[Provided text]:
Our guest is Philip Herzig, the Chief AI Officer at the enterprise software company SAP. He's held a variety of roles in that company on both the engineering and product sides. These days he's tasked with leading the company's business AI strategy. Let's find out about his job. Hi Philip, welcome to the show.

Philipp Herzig: Thank you so much, Richie. Pleasure to be here with you today.

Richie Cotton: Excellent. So there are a lot of technical C suite positions. You've got chief data officer, chief technical officer, chief information officer. How does the chief AI officer role differ from these?

Philipp Herzig: That's a great question. So, I mean, first of all, it's a new role, right? that we also at SAP, we have established at ... See more

the beginning, 2024. And at least, I mean, there are different interpretations, right? On what that role entails. The way, Or why we have set it up specifically in SAP is to really take a 360 perspective on AI.

For all the functions. I mean, as one of the largest enterprise application vendors, right? Specifically out of Europe. We have to take not of course only the adoption internally, right? For our processes and for our people into account. But obviously how we, think about the products, how we bring AI all to our products.

We can spend a little bit more time, I think, about our product strategy in a minute. And then really think this end to end through, right? How do we do legal aspects, the commercial aspects? And as we all know, right, who are also regularly listening to this podcast, there's so many things that happen every day.

Every, every week, new models come around the corner. Or there's something happening on the regulatory side of the house. So the question is really like, what is the center of excellence or like the nucleus in the company that takes all those signals, all those concepts into account and, fit them together.

[Data provided]:
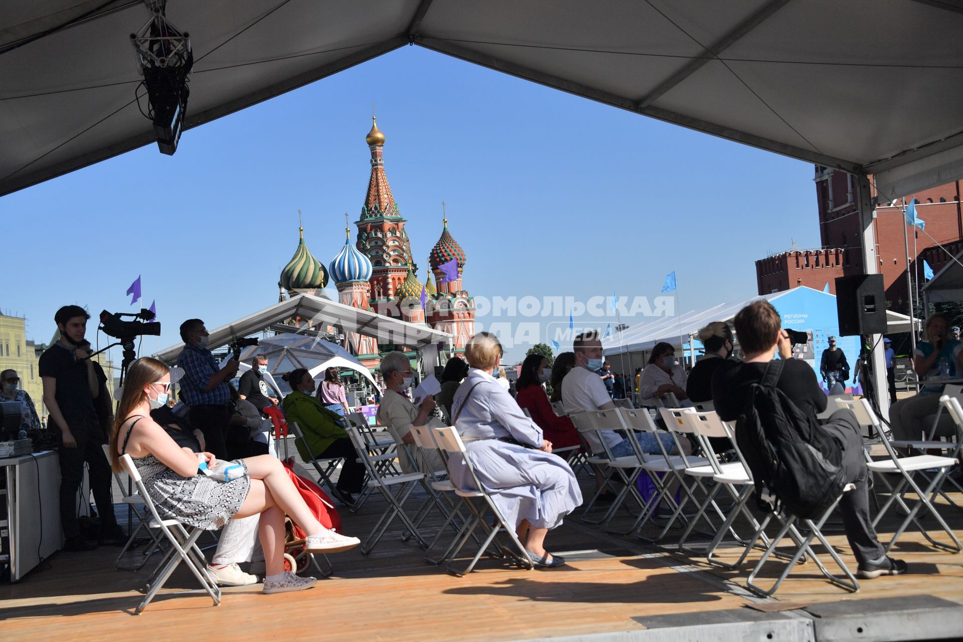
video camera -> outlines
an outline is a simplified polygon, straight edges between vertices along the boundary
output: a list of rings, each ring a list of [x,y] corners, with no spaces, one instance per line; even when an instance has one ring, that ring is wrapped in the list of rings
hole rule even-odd
[[[133,317],[143,321],[122,321],[121,317]],[[161,335],[161,324],[158,321],[146,323],[154,319],[154,313],[150,310],[142,309],[136,314],[111,314],[104,310],[100,313],[100,329],[115,339],[131,339],[142,335],[159,337]]]
[[[257,337],[250,339],[235,339],[231,343],[227,344],[227,348],[231,350],[233,358],[236,360],[241,359],[241,350],[250,346],[257,346]]]
[[[789,335],[789,340],[794,346],[801,346],[802,344],[809,343],[809,335],[805,332],[800,332],[799,330],[790,330],[787,328],[783,329],[786,330],[786,334]]]

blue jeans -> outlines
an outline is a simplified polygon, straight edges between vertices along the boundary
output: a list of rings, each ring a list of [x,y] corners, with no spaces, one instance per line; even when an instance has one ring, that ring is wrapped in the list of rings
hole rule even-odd
[[[667,432],[660,432],[658,438],[662,441],[663,446],[665,447],[666,452],[671,452],[675,449],[675,440],[672,439],[672,435]],[[637,432],[636,439],[638,440],[638,445],[642,447],[643,452],[662,454],[662,450],[659,449],[659,444],[656,443],[656,435],[654,433]],[[628,457],[635,453],[632,451],[632,444],[629,443],[629,440],[623,439],[612,447],[612,454],[613,457]]]

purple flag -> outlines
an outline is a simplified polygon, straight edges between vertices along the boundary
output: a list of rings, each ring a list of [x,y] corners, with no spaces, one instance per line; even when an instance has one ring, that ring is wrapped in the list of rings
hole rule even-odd
[[[441,282],[451,283],[452,281],[455,281],[455,279],[458,278],[458,260],[452,259],[448,263],[443,263],[440,266],[438,266],[438,270],[445,272],[445,275],[442,277]]]
[[[137,275],[137,280],[130,284],[127,288],[127,294],[133,295],[133,298],[130,299],[130,304],[134,305],[137,301],[141,300],[141,275]]]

[What you will do]: Carry the SAP chief AI officer interview forward from its last sentence, keeping the same speakers and conversational style. The entries have nothing to do with the SAP chief AI officer interview.

[Solved exercise]:
differently or every single day, right? And there's every day there are new opportunities, new risks. And in this role, the way how we interpret it is really take an end to end view, But at the same time, it's also just a relatively small department because at the end of the day, and that's part of our strategy as we embed AI specifically all in our enterprise applications is then to work with all the connected board areas, right?

Product and engineering, technology department, the CTO, the CIO for internal adoption our sales and marketing teams closely together, right? To then scale the entire approach across the entire portfolio that we have today. It's

Richie Cotton: Okay, so that sounds like you're working with a lot of different teams there. So you mentioned product engineering, the commercial teams, legal teams, the whole lot. Okay, so, uh, can you go into any more depth? Like, what do your day to day responsibilities look like?

Philipp Herzig: So, first of all, as part of this Chief AI Officer mandate we have basically all the roles in there, right? So we have, for example, part of my team, that was the team also before, right? So AI is not a new thing. I was Before that, I was on the engineering side of the organization, right? This is also why this cross collaboration and this work is so natural to us as a team because I was actually part of the product engineering board area within SAP, right?

Where all the applications like our ERP, our HR applications, finance, supply chain, procurement applications like Concur, Fieldglass, Ariba, SuccessFactors, some of them you may know, are located within SAP. And, I was always the cross engineering guy, if you will, right, looking top to bottom, looking at our user experience, looking at our process integration, our technology adoption with respect to our technology platforms.

And AI, we also did in the last couple of years there as well, and we moved it out. Directly on our CEO Christian Klein. And engineering is still with us where we build platform services, like for example, Joule, our generative AI copilot, which all of the applications are adopting, where we build what we call the generative AI hub, which is kind of the glue, if you will.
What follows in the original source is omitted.